EXTRACT TO READ:
Here’s my space picture redrawn.
Shown again are the planets’ courses in October, November, and December, and Oumuamua’s path in magenta before its discovery, yellow from then to the end of 2017. Perihelion is marked with a tick; closest moment to Earth, with a green line; the vernal equinox direction, with a dashed blue line.
I’ve used slightly revised orbital elements, and a viewpoint rotated from longitude 350° to 160°; and added the “line of nodes.” This is the dashed line from the descending node through the Sun to the ascending node. It is the intersection of the body’s orbital plane with Earth’s (the ecliptic), and should help you to visualize that orbital plane.
Perihelion was closer to the descending node; if you look at the stalks connecting the orbit to the ecliptic plane, you can see that the orbital plane is tilted to the left; the arriving course is more northerly than the departing one.
Some people found the first version unclear. While devising it I must have tried at least a dozen viewpoints, each involving a re-drawing, before deciding on one that seemed clear and did not obscure certain details. Perhaps I’m too accustomed to my own idiom. Jan Kok suggested a view with the body’s orbital plane flat on – parallel with – the paper, or screen. That would be a view from the north pole of the body’s orbit. It might suit a picture for a single body, but the ecliptic plane would be strangely tilted; also, it could not serve for a picture in which another body is added for comparison, or a picture containing several comets. I’ve found that a view from latitude 15° north of the ecliptic works generally for these pictures, with just the longitude varied. It’s like walking – but not flying – around a model to peer at it from various directions.
One commenter mentioned the “MOID” given in various sources. That is the minimum orbital intersection distance: the smallest distance between the orbits – not between the bodies. When Oumuamua was closest south of a point in Earth’s orbit, Earth had not yet reached that point.
It seems hard to find any source that mentions the date of the closest approach; my calculation now spits out Oct. 14. I would be more confident, of course, if Jean Meeus or Aldo Vitagliano, or Gareth Williams of the Minor Planet Center, were doing the calculating.

STORED RECORDS:
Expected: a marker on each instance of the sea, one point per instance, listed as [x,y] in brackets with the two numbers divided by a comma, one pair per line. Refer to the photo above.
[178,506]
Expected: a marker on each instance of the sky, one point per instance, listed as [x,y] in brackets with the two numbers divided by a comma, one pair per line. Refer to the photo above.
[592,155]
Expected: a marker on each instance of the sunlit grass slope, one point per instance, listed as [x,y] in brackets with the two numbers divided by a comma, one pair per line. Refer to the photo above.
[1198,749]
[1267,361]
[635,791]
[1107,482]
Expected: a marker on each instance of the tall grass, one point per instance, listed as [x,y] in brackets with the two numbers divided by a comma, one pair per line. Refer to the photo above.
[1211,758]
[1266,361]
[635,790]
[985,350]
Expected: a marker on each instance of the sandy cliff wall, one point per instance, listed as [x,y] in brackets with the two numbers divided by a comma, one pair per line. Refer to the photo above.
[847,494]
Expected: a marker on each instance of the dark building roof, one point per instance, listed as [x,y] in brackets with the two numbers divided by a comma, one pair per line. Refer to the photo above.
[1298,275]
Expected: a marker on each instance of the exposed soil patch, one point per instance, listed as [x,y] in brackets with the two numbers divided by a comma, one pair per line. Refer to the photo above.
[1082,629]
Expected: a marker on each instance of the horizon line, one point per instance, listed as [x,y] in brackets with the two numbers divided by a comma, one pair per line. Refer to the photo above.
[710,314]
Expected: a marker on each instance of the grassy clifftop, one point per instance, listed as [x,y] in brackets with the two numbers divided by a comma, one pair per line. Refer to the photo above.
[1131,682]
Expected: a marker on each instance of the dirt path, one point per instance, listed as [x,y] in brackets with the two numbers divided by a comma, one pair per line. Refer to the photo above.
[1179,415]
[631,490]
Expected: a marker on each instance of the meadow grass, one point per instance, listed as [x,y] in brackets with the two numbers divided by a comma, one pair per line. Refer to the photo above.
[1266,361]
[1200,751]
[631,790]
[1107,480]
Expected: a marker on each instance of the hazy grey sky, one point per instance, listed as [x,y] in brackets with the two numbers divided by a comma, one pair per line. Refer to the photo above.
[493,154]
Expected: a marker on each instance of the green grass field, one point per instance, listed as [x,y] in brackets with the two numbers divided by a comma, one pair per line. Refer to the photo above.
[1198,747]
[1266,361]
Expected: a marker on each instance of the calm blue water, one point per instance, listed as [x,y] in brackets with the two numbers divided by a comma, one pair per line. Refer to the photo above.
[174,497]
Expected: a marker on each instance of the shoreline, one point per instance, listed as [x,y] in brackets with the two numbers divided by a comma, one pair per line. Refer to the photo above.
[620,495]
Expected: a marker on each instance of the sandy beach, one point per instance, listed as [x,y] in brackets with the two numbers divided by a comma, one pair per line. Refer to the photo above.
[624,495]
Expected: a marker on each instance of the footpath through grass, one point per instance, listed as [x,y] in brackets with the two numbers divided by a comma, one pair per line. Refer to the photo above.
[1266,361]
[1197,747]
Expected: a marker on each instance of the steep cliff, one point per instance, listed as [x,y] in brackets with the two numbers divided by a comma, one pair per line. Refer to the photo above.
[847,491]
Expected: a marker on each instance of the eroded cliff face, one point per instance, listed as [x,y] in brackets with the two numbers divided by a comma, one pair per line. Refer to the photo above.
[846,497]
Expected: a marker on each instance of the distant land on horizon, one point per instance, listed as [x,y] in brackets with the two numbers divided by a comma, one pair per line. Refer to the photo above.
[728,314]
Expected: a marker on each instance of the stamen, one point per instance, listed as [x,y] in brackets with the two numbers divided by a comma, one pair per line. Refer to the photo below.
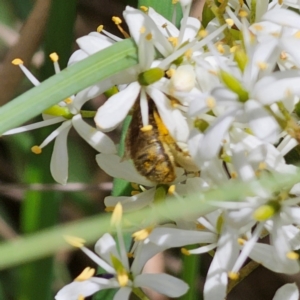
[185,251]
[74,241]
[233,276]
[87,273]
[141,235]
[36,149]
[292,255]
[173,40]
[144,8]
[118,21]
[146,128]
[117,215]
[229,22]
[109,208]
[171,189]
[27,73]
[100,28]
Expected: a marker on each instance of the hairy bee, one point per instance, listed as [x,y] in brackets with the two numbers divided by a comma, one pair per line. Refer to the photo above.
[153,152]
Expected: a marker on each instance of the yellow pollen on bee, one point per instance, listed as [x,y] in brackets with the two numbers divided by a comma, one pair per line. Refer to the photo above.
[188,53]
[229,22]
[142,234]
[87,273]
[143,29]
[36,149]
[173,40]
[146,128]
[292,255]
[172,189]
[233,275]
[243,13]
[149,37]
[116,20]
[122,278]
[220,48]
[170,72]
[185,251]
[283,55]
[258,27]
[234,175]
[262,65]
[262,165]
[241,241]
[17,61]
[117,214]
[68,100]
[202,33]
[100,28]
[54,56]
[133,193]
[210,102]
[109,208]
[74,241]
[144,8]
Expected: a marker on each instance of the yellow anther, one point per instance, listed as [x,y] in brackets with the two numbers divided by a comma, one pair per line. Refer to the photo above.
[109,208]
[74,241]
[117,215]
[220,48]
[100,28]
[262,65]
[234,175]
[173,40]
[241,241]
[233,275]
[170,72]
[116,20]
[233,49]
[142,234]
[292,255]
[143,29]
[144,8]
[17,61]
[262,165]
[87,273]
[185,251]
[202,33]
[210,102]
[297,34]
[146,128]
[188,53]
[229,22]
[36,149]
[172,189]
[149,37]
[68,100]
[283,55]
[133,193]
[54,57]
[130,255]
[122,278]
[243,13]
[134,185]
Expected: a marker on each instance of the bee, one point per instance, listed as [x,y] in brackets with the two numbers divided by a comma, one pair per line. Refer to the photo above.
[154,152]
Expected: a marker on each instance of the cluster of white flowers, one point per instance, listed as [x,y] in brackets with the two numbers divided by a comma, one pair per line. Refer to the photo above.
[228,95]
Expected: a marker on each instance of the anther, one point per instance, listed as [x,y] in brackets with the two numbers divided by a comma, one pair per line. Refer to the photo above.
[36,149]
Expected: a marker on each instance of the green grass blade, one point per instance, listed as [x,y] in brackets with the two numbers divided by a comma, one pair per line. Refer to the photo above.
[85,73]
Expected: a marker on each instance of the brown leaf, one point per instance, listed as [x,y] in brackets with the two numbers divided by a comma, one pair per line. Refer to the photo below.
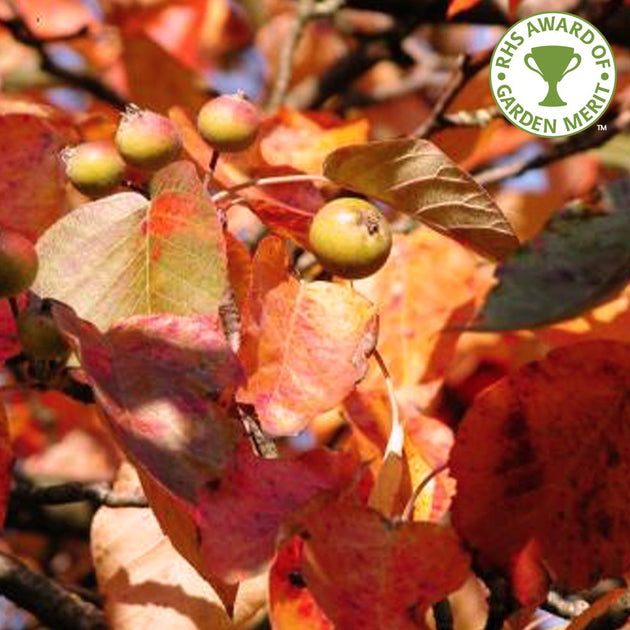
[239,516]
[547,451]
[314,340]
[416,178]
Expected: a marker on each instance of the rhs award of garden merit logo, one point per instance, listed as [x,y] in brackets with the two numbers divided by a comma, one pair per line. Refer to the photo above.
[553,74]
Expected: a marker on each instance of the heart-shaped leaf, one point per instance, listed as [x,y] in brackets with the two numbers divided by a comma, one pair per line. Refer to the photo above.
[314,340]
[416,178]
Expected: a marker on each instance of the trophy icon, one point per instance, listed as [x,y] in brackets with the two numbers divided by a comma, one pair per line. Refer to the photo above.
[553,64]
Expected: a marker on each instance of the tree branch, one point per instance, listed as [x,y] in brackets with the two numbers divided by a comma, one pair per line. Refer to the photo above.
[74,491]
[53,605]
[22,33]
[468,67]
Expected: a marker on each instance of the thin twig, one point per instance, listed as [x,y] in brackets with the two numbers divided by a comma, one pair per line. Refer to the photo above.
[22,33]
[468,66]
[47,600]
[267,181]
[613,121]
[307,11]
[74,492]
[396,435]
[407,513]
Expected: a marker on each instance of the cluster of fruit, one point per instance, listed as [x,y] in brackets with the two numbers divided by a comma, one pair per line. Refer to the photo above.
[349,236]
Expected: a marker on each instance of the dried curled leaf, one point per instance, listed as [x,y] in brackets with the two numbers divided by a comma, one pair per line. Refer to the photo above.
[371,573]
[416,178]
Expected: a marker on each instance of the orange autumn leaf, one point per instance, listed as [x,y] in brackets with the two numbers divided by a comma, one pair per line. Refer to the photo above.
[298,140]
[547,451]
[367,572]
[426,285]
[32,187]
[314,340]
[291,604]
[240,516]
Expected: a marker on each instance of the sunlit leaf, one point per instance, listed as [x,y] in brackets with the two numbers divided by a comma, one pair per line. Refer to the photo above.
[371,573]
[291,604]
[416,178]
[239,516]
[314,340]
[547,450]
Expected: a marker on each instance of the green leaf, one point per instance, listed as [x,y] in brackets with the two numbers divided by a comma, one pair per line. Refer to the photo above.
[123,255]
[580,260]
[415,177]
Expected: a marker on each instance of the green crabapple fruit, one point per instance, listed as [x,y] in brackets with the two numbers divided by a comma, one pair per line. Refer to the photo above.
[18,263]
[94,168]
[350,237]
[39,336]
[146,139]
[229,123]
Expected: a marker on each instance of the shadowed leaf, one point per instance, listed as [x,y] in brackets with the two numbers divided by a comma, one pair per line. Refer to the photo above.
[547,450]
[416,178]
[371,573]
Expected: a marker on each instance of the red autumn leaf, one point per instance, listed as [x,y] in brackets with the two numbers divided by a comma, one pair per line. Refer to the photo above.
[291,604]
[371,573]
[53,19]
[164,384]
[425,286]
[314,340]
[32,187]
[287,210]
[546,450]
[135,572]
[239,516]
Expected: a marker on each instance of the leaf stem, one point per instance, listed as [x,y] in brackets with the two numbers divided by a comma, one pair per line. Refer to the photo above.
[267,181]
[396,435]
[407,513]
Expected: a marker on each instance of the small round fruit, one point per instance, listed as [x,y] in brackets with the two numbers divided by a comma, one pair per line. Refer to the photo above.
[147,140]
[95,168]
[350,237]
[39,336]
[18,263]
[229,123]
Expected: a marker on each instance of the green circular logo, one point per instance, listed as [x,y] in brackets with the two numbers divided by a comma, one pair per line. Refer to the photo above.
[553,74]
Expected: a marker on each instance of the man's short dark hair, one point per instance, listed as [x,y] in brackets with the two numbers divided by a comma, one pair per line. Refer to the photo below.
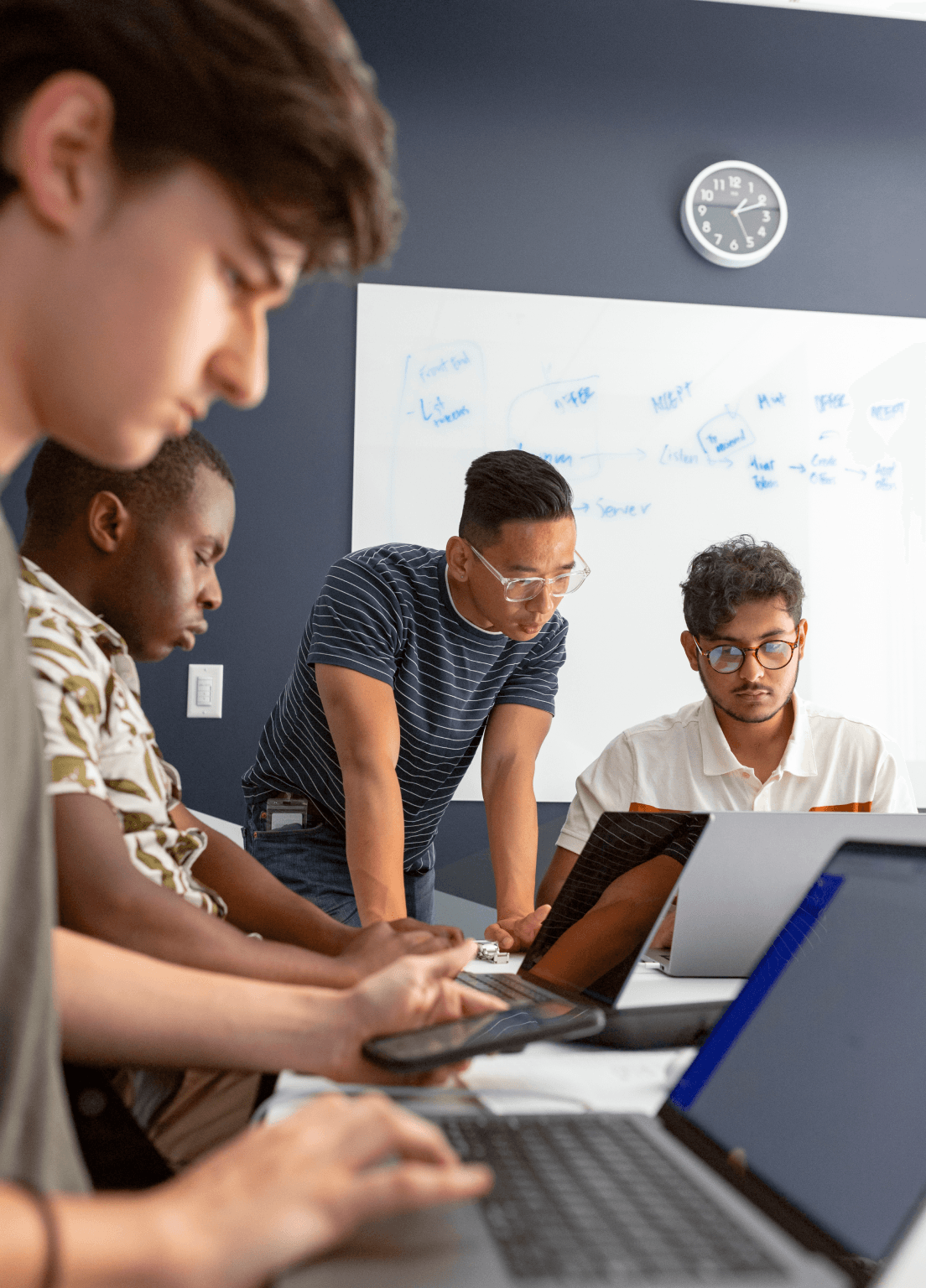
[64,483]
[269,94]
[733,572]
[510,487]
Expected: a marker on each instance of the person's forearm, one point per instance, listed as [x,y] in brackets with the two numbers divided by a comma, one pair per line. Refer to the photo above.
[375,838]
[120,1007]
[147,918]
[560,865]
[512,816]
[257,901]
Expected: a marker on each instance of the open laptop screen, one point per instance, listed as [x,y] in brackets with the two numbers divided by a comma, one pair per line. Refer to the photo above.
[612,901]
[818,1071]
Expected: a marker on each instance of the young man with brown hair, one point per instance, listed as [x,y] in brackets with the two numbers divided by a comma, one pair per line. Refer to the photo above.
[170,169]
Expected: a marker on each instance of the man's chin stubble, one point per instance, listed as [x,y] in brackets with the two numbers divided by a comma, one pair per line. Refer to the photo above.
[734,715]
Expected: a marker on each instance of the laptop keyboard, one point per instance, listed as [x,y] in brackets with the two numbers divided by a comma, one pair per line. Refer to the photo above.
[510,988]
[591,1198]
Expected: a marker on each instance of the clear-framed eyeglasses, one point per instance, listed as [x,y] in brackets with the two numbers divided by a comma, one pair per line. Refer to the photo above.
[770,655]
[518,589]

EXERCISE REQUIREMENTS:
(a) Translate this sentence from the piece on Oumuamua's path into French: "Some people found the first version unclear."
(b) Please resume the piece on Oumuamua's path, starting after its last sentence.
The data comes from a separate source.

OUTPUTS FOR THE TASKS:
(a) Certaines personnes ont trouvé la première version peu claire.

(b)
Yes, I should write ‘Oumuamua. The initial mark, which you can call an apostrophe or inverted comma or quotation mark or, perhaps most handily, quotemark, will probably get dropped in circumstances such as computer listings. The quotemark is not a letter in English orthography – it doesn’t represent a segmental phoneme, like p or a – but it is used in transcribing certain unfamiliar consonants from other languages. For the language of Hawaii, which its natives would prefer us to spell as Hawai’i, it represents the “glottal stop” (plosive opening of the glottis, or slit between the vocal cords in the larynx, as in a cough). Hawai’ian has, at least by some linguists’ analysis, the record smallest number of segmental phonemes: 5 vowels and only 8 consonants (including ‘). For comparison, English has around forty, varying with method of analysis, and Khoisan languages of southern Africa have around a hundred, about half being consonants of the “click” or double-articulation type.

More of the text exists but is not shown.